DOCUMENT TEXT START

Are you on your list?

The holiday season is one of love and giving to others. But too often this time of year also comes with anxiety and stress, leaving us too burned out to practice compassion toward ourselves. Feeling stressed because there is just too much merry-making happening may seem like an indulgent case of #firstworldprobs, yet taking time to decompress during this time of year is a critical practice we often miss during the holidays.

Seasonal changes can also bring changes in mood as the holiday blues can turn into its more serious counterpart, Seasonal Affective Disorder. Mental Health America reports that three out of four people affected by SAD are women typically between the ages of 18 and 30. If you notice yourself neglecting your well-being or feeling physically and mentally exhausted, frustrated, or less satisfied about the things you used to get excited about, chances are you aren’t just having a bad day or a bad week—you’re experiencing seasonal burnout.

Self-care shouldn’t be seasonal, and it definitely isn’t selfish. Block off regular “me time” by being intentional about relaxation. Remember that relaxing comes in all shapes and forms, but ultimately you should have fun and take pleasure in it. These five mood-brightening activities can help you take control of your well-being, so you can be present through the gifts and glitter.

Pamper yo’ self.

One way to keep the winter blues at bay is to indulge in some serious DIY pampering. The long, dark nights are the perfect excuse to hole yourself up in your bathroom, have a nice long soak, and really take care of yourself. Not only will you harness all the coziness that winter musters (hygge, anyone?), but you’ll also be better equipped to tackle any challenges the season may throw at you. Pampering yourself doesn’t have to mean hanging out in the bathtub, of course. Treat yourself to a hot chocolate, a good book near a warm fire—anything that’ll make you feel incredible and ready for the upcoming New Year.

Do a nonrandom act of kindness.

DOCUMENT TEXT END

TASK INSTRUCTIONS:
A – Answer these questions from the holiday self-care article:
(i) According to Mental Health America, how many out of four people affected by SAD are women?
(ii) How many mood-brightening activities does the article say can help you take control of your well-being?
(iii) What drink does the article suggest treating yourself to?
B – Reproduce the passage of the holiday self-care article starting at "One way to keep" and ending at "act of kindness.".

EXTRACTED DATA START

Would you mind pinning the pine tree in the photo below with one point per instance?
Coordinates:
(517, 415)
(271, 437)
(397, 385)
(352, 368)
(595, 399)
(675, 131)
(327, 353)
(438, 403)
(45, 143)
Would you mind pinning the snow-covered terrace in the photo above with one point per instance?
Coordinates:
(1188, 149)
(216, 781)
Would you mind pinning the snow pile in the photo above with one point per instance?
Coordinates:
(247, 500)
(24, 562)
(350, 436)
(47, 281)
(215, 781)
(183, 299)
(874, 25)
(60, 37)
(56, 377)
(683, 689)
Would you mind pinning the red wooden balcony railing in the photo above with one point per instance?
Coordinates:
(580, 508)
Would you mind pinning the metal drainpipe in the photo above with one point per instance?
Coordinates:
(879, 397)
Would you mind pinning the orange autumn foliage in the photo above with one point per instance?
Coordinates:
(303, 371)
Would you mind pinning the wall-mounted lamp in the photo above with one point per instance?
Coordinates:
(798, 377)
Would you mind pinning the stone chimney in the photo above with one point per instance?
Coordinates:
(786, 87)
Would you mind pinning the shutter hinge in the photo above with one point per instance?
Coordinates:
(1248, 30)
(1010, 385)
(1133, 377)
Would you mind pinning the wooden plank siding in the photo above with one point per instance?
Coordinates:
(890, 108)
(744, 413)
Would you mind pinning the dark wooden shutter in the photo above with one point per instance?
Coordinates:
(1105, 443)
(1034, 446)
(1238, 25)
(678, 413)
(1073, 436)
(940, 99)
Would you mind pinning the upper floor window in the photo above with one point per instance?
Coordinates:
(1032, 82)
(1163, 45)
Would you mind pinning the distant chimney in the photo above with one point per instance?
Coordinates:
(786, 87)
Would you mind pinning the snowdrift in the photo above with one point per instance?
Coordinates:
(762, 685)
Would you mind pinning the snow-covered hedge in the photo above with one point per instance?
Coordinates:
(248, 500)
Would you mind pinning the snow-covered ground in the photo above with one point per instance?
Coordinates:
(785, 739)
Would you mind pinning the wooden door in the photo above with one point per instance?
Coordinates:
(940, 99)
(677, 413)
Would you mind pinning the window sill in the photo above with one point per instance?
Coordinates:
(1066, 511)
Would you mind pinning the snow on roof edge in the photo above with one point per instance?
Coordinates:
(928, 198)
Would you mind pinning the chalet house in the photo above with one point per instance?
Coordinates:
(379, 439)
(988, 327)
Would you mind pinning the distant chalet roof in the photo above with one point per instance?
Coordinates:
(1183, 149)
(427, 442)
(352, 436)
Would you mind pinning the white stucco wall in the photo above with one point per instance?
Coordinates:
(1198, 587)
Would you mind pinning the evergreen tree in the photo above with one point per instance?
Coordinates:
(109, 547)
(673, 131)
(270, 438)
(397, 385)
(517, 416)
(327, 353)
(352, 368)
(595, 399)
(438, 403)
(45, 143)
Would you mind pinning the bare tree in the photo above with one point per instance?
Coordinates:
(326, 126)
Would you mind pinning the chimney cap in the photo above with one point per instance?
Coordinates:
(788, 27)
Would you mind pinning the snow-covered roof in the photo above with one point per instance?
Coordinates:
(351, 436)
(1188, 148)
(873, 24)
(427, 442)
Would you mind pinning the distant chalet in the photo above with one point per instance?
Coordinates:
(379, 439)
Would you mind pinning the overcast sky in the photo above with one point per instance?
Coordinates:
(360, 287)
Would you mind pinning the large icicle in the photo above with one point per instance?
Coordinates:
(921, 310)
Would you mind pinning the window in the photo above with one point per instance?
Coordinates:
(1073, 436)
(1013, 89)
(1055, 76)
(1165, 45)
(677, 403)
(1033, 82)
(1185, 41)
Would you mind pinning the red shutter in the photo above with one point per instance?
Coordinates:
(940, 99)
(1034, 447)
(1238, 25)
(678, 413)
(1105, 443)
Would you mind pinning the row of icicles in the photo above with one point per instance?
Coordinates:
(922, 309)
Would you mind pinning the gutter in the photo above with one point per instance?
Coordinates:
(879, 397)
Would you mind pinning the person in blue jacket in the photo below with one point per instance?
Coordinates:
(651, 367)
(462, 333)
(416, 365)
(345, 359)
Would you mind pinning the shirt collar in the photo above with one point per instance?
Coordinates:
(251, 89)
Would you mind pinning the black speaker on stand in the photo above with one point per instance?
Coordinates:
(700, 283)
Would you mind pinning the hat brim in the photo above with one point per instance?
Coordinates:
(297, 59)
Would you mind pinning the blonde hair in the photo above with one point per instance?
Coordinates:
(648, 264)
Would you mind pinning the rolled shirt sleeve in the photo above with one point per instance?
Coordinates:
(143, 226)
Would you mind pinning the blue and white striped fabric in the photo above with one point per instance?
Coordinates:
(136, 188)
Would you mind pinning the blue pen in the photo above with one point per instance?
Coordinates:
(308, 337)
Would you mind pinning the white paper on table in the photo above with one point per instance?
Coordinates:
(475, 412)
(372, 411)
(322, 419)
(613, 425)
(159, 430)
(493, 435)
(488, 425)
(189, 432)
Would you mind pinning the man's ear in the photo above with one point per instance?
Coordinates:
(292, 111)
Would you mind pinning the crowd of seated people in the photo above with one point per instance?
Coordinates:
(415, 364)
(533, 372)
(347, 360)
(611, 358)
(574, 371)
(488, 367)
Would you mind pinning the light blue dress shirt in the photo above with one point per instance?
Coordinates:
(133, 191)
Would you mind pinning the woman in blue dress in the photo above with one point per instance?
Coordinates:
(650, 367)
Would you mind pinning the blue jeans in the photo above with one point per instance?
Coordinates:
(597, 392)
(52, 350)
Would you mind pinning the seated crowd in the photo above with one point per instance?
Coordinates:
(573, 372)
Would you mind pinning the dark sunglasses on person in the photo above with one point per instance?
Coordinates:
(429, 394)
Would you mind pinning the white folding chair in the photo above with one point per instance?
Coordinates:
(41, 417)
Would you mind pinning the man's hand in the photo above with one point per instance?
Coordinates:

EXTRACTED DATA END

ANSWERS IN ORDER:
A –
(i) Three out of four.
(ii) Five.
(iii) A hot chocolate.

B –
One way to keep the winter blues at bay is to indulge in some serious DIY pampering. The long, dark nights are the perfect excuse to hole yourself up in your bathroom, have a nice long soak, and really take care of yourself. Not only will you harness all the coziness that winter musters (hygge, anyone?), but you’ll also be better equipped to tackle any challenges the season may throw at you. Pampering yourself doesn’t have to mean hanging out in the bathtub, of course. Treat yourself to a hot chocolate, a good book near a warm fire—anything that’ll make you feel incredible and ready for the upcoming New Year.

Do a nonrandom act of kindness.